Dataset excerpts:
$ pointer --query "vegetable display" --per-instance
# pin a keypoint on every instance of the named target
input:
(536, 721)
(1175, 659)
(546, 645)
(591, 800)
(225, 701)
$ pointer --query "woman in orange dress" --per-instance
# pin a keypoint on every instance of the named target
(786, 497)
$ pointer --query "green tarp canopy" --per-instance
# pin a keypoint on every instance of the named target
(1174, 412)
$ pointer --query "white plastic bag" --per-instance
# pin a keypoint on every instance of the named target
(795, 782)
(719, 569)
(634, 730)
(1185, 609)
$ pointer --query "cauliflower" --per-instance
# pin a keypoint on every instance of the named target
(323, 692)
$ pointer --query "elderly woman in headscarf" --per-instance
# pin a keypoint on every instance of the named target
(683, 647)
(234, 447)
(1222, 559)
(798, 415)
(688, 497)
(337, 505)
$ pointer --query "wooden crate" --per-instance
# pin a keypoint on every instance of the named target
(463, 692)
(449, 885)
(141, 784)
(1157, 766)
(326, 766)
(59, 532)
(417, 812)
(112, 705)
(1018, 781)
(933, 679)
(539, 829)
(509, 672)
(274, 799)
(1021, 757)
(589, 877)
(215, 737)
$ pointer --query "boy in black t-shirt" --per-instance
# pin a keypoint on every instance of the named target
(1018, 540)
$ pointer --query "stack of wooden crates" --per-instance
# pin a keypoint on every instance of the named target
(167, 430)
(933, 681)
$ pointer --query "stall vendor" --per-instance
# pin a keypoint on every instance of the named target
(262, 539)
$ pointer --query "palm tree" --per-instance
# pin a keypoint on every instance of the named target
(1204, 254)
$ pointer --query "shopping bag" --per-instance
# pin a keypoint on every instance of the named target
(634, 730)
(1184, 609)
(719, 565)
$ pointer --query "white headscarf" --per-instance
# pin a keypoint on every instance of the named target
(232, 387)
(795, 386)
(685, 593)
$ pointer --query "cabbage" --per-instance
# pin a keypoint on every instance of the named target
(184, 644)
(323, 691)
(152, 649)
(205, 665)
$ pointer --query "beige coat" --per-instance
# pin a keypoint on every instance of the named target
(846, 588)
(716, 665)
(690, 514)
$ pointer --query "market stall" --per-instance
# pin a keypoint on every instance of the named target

[ABOUT THIS TASK] Copy every line above without altering a word.

[RESPONSE TO THE TASK]
$ pointer --query "vegetable display" --per-instance
# pin a keypoint on every instance of the named target
input:
(536, 721)
(1175, 659)
(546, 645)
(591, 800)
(225, 701)
$ pointer --query "woman in orange dress" --per-instance
# pin a keypoint on every instance of the named target
(786, 497)
$ pointer --query "green tarp canopy" --per-instance
# pin a keypoint on every instance of the named target
(1174, 412)
$ pointer --query "white plastic bag" --per-instance
# pin a keypoint on every instance of the named target
(795, 782)
(719, 569)
(634, 730)
(1185, 609)
$ pointer --query "cauliflower" --per-instance
# pin a keypoint on every instance of the named target
(323, 692)
$ pointer --query "elderly woman in headscarf" --per-instance
# pin a keypoint on every instance of the named target
(683, 647)
(234, 447)
(1222, 559)
(798, 415)
(688, 497)
(337, 505)
$ pointer --query "wooden crate" --per-instance
# pin a keypoint on every instance of the named target
(463, 692)
(449, 885)
(141, 784)
(1157, 766)
(326, 766)
(59, 532)
(417, 812)
(112, 705)
(1018, 781)
(933, 679)
(539, 829)
(509, 672)
(274, 799)
(1021, 757)
(589, 877)
(215, 737)
$ pointer --query "boy in black t-shirt" --per-instance
# pin a keypoint on every instance of the named target
(1018, 540)
$ pointer --query "stack of wooden crates" --per-instance
# pin a keypoint on every instance of the named target
(167, 430)
(933, 681)
$ pointer --query "stall vendor" --per-instance
# pin a keypoint on every instance of the named target
(262, 539)
$ pointer --query "palm tree" --per-instance
# pin a keypoint on every instance of the named target
(1204, 254)
$ pointer --query "shopping bag" --per-instance
# pin a keypoint on every instance of the named target
(634, 730)
(1184, 609)
(719, 565)
$ pointer --query "white headscarf" --per-instance
# pin a keypoint on every instance of the named target
(232, 387)
(795, 386)
(685, 593)
$ pointer --query "cabbage" --per-instance
# pin a keypoint on every instance of the named target
(184, 644)
(323, 691)
(152, 649)
(205, 665)
$ pointer --query "beige coat" --per-instance
# pin a keypoint on every instance of the named target
(846, 588)
(716, 665)
(690, 514)
$ pointer --query "market stall" --per-instance
# pin a keypoint on every instance of the named target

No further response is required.